◆ Données ◆
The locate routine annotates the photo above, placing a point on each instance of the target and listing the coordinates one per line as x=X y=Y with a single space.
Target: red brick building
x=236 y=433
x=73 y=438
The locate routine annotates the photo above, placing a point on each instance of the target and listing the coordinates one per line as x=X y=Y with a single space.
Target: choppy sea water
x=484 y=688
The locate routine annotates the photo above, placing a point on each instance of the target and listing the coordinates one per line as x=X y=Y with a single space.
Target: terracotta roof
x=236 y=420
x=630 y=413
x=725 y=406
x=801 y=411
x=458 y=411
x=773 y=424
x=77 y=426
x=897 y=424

◆ Consigne ◆
Pouvez-vous restituer toutes les lignes ci-dessus sous forme de liste JSON de chaînes, une chaîne par ligne, sans les lignes vides ?

◆ Réponse ◆
[
  "The locate routine annotates the photo above, placing a point on each instance of the target and listing the coordinates one per line as x=X y=Y with a single space.",
  "Target: red brick building",
  "x=236 y=433",
  "x=73 y=438",
  "The locate routine annotates the photo above, placing a point on each instance of the target and listing the coordinates one per line as x=X y=Y with a single space.",
  "Target: choppy sea water",
  "x=484 y=688",
  "The locate routine annotates the photo above, placing a point on each instance of the target and listing the coordinates one per line as x=X y=Y with a single space.",
  "Target: terracotta roof",
  "x=236 y=420",
  "x=630 y=413",
  "x=725 y=406",
  "x=801 y=411",
  "x=458 y=411",
  "x=773 y=424",
  "x=77 y=426",
  "x=897 y=424"
]